Document extract:
## Begin
There's the whole birthing process that is full of surprises no matter how informed you are. Then there's the fun surprise for some of us of finding out the gender, or getting to see if the baby has momma's blue eyes or the red hair that only a few people on your side of the family get.
And there's the grosser stuff- who of us knew about meconium until it was upon us? Were you surprised when your newborn girl starting lactating a little? And who knew that such a little person could change life as we knew it inside out, upside down?
...and there's also the surprise that many of us don't really like to talk about.
I never knew I'd be so lonely.
The good news is that sometimes motherhood isn't very lonely. When all our friends are in the same stage of life and babies are popping out right and left, it's fun to be able to experience that together as a community, sharing our struggles and our victories, visiting one another and praying for each other. The problem is, many of us aren't so blessed to have that. Maybe we're the first of our group of friends to have kids, or maybe we waited longer than the rest of our friends and they are long past the stage of 7 o'clock bedtimes and Gymboree classes. Or maybe we just changed jobs or moved to a new location.
## End
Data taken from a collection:
## Begin
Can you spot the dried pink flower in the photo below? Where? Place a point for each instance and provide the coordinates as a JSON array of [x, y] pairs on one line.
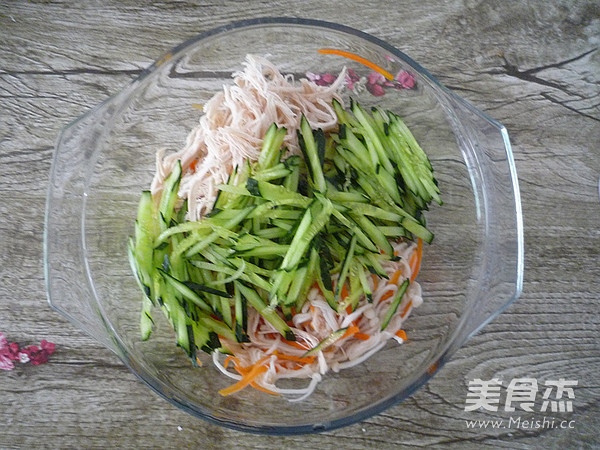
[[375, 89], [351, 78], [10, 352], [404, 80]]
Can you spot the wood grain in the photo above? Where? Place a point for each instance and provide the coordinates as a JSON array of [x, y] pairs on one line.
[[534, 66]]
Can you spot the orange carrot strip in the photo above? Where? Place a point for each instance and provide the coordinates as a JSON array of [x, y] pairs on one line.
[[255, 385], [245, 381], [298, 359], [362, 336], [417, 265], [350, 331], [360, 59], [297, 345], [387, 295], [406, 308], [375, 282], [402, 335]]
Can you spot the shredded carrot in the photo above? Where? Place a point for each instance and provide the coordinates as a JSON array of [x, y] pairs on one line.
[[402, 335], [229, 359], [415, 260], [245, 381], [297, 345], [406, 308], [298, 359], [360, 59], [350, 331], [385, 296], [375, 282], [362, 336], [396, 277]]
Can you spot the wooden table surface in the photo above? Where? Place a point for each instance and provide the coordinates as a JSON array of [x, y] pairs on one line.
[[533, 65]]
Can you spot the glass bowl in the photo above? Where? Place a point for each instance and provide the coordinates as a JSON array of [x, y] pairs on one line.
[[470, 273]]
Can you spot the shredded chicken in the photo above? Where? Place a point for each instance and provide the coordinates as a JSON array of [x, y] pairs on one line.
[[234, 123], [316, 321]]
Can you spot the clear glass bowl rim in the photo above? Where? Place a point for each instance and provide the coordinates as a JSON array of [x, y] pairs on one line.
[[453, 344]]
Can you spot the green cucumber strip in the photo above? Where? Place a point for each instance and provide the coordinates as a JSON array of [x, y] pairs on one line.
[[274, 232], [186, 291], [364, 154], [345, 196], [266, 252], [394, 305], [374, 234], [222, 197], [169, 196], [311, 273], [295, 250], [323, 277], [345, 266], [367, 209], [371, 135], [296, 285], [181, 330], [270, 152], [274, 173], [220, 328], [393, 231], [205, 340], [274, 192], [146, 285], [355, 292], [327, 342], [146, 320], [371, 261], [313, 147], [241, 317], [418, 230], [212, 237], [269, 314], [362, 238]]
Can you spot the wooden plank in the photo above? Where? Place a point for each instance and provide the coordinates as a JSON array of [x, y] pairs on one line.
[[533, 66]]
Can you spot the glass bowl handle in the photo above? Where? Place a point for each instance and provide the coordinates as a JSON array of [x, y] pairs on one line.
[[69, 289], [489, 158]]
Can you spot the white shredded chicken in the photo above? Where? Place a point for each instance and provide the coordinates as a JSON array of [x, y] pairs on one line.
[[235, 122], [315, 322]]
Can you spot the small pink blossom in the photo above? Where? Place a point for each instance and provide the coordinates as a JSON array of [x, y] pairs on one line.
[[32, 353], [375, 78], [404, 80], [375, 89], [351, 78], [6, 363]]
## End
Return the part of the passage on motherhood between "I never knew" and "a new location.", inclusive, copied word for word. Rely only on the passage on motherhood to do this work.

Task result:
I never knew I'd be so lonely.
The good news is that sometimes motherhood isn't very lonely. When all our friends are in the same stage of life and babies are popping out right and left, it's fun to be able to experience that together as a community, sharing our struggles and our victories, visiting one another and praying for each other. The problem is, many of us aren't so blessed to have that. Maybe we're the first of our group of friends to have kids, or maybe we waited longer than the rest of our friends and they are long past the stage of 7 o'clock bedtimes and Gymboree classes. Or maybe we just changed jobs or moved to a new location.